Когда начался очередной исход

11 марта, 2024 8:17 дп

Мэйдэй

Михаил Кацнельсон:

*Как я уезжал из России* (текст старый, выкладывается с купюрами)

Некоторые подробности моей жизни в 1980-90е можно найти в тексте про Сашу Трефилова. В двух словах (если нет желания продираться через очень много букв) — вот что я представлял из себя в конце горбачевского времени.
В 1991 году мне было тридцать четыре года. Я был доктор наук (докторскую защитил в 1985 году в возрасте 28 лет, став самым молодым — на то время — доктором наук-физиком в СССР). Я был лауреат премии Ленинского Комсомола (1988 год). У меня вышла с Вонсовским книга, «Квантовая физика твердого тела» (на русском — в 1983 году, на английском — в 1989). С 1988 года я внезапно стал ездить на международные конференции и просто на работу за границу, ежегодно, и в хорошие места. Конечно, мое провинциальное происхождение (не из МФТИ/МИФИ/МГУ, и даже не из Новосибирска) мне мешало, но это компенсировалось связями с Курчатовским институтом и поддержкой двух влиятельных академиков — С.В.Вонсовского и С.Т.Беляева.

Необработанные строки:

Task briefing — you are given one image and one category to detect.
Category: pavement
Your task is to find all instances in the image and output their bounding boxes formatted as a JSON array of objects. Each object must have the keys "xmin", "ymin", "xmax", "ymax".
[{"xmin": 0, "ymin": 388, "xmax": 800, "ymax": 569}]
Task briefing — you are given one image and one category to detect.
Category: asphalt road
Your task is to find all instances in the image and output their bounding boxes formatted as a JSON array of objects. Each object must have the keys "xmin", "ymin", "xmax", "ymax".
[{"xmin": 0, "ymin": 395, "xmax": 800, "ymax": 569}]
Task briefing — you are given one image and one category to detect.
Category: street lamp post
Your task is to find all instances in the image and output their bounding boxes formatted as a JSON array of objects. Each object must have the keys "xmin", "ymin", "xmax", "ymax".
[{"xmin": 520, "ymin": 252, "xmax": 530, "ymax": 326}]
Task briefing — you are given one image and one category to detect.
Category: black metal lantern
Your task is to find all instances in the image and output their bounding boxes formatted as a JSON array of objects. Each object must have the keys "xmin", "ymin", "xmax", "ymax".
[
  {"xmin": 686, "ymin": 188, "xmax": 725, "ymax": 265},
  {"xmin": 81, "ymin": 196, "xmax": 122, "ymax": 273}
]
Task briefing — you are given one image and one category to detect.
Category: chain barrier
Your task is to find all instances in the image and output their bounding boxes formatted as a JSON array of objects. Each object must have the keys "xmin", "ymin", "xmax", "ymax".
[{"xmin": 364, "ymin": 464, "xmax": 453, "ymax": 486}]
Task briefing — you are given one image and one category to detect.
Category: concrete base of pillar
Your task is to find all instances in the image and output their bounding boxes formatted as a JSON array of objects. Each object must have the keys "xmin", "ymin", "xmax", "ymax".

» Задание:
Процитируйте отрывок из текста об отъезде из России, начиная со слов «Некоторые подробности моей» и заканчивая словами «конце горбачевского времени.». Опирайтесь только на текст об отъезде из России.

» Ответ:
Некоторые подробности моей жизни в 1980-90е можно найти в тексте про Сашу Трефилова. В двух словах (если нет желания продираться через очень много букв) — вот что я представлял из себя в конце горбачевского времени.